>> START Dataset content

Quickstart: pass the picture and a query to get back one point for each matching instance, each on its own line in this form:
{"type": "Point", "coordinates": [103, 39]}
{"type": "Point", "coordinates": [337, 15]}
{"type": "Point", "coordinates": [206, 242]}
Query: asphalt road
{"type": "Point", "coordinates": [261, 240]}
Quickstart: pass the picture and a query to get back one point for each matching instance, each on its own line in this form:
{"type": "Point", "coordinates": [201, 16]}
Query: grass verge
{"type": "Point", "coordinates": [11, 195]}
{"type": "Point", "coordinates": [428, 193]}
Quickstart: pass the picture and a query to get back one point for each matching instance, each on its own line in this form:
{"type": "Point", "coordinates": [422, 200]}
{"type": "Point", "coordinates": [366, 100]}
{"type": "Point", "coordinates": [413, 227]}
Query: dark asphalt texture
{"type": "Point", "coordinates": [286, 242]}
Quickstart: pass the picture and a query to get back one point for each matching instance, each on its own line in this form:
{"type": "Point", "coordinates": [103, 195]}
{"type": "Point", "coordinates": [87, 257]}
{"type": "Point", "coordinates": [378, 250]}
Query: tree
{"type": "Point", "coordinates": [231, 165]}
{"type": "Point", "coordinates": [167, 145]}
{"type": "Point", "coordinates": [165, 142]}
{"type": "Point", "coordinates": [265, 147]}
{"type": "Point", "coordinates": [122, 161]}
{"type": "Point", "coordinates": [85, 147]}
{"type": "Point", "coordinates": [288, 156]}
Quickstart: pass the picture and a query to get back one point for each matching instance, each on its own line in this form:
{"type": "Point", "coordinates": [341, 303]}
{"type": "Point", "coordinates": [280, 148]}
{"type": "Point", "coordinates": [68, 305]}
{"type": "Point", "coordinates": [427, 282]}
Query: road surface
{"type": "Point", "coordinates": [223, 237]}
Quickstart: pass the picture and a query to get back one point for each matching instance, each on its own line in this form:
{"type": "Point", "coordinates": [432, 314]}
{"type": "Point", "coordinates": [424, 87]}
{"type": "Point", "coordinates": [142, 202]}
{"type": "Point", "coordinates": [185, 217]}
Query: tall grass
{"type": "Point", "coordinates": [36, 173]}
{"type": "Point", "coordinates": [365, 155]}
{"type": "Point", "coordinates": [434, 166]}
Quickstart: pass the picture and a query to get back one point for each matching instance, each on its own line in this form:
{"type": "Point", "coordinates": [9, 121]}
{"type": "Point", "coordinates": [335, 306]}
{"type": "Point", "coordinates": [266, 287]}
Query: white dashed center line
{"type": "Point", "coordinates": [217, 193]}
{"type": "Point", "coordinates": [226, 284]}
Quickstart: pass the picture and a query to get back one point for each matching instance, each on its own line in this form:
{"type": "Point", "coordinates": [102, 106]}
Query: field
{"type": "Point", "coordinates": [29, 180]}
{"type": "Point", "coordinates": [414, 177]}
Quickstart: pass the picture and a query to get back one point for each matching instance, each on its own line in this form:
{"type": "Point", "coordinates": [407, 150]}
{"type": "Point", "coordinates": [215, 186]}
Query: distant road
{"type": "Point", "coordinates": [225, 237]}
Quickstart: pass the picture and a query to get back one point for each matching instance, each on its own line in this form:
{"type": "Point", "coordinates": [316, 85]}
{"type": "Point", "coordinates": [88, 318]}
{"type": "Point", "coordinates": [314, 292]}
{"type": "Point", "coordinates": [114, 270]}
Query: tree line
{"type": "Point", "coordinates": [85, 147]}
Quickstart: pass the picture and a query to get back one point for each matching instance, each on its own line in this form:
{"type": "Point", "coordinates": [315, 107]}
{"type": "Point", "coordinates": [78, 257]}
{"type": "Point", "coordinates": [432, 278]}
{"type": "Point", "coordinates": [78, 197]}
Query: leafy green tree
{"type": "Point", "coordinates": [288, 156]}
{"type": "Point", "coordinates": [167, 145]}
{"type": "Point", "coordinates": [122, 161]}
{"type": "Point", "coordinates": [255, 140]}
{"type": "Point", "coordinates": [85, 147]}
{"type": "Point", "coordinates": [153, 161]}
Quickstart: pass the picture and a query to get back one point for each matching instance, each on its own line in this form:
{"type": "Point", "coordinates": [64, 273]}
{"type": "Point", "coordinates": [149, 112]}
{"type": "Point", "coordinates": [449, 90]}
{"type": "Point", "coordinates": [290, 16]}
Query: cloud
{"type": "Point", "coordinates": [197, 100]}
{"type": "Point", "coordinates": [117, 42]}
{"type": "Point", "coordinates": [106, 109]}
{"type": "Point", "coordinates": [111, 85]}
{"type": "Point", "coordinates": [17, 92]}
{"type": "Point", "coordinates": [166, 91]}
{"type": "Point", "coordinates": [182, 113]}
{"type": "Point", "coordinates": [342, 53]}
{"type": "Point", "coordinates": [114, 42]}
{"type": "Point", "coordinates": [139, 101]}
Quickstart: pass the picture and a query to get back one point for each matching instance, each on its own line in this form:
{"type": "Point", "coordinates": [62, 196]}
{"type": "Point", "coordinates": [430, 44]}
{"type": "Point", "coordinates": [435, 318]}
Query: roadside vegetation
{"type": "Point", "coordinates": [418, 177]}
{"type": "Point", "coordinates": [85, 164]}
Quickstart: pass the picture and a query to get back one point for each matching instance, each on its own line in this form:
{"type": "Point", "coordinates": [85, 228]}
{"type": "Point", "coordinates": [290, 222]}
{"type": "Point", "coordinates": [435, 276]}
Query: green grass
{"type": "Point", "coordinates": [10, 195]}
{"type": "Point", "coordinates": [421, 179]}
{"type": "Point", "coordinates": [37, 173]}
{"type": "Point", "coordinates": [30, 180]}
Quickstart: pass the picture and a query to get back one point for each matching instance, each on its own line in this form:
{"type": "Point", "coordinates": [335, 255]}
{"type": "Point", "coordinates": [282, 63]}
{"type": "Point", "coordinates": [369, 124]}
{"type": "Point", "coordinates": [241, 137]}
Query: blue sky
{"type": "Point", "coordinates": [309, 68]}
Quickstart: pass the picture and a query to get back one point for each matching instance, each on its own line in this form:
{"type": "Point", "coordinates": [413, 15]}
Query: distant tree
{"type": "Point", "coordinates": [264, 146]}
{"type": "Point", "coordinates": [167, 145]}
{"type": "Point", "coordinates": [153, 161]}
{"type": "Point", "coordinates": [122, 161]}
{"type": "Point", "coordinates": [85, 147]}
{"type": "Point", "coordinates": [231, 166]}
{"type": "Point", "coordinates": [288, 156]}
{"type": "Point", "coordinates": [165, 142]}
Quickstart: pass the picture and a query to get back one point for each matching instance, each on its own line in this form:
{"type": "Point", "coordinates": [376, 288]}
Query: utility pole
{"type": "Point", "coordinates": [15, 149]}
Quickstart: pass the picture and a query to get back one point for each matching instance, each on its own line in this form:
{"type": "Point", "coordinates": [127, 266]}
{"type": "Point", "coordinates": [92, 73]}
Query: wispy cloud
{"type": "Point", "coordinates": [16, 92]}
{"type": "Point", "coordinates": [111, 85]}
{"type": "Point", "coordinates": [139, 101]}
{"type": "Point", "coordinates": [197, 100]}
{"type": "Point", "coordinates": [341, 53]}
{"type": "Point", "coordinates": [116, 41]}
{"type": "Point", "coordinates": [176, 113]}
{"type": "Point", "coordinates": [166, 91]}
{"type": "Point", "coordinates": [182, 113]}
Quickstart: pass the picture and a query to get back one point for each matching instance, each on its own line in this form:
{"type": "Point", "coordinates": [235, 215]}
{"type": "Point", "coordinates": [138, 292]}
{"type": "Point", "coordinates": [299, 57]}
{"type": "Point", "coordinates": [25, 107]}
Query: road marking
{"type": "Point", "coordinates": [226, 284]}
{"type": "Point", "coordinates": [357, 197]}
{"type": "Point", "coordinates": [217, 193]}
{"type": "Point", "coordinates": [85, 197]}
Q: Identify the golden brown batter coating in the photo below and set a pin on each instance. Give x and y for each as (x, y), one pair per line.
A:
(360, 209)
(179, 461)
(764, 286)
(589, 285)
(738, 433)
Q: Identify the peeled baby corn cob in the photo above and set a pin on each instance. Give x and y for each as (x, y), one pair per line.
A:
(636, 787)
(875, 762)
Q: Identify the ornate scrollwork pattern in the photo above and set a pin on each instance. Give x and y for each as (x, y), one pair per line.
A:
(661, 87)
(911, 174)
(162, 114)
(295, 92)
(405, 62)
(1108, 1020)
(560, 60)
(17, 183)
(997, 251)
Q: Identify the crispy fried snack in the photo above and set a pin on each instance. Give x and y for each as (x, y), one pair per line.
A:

>> END Dataset content

The request: Reproduce, character for character, the lines of the records from the line containing "Q: Identify the peeled" through the final line of the records, both ends included.

Complete response:
Q: Identify the peeled baby corn cob in the photo above and set a pin on each instance. Give x and y for each as (x, y), one pair per line.
A:
(636, 787)
(875, 762)
Q: Identify the ornate scrollwork pattern in the photo above and set a pin on each instance. Give x and y for each as (x, y), one pair per line.
A:
(661, 87)
(911, 174)
(162, 114)
(295, 92)
(405, 62)
(1108, 1020)
(560, 60)
(17, 183)
(997, 251)
Q: Identify the crispy fried snack in the photo above and set a pin on each instance. Give x and y for each as (x, y), one pair per line.
A:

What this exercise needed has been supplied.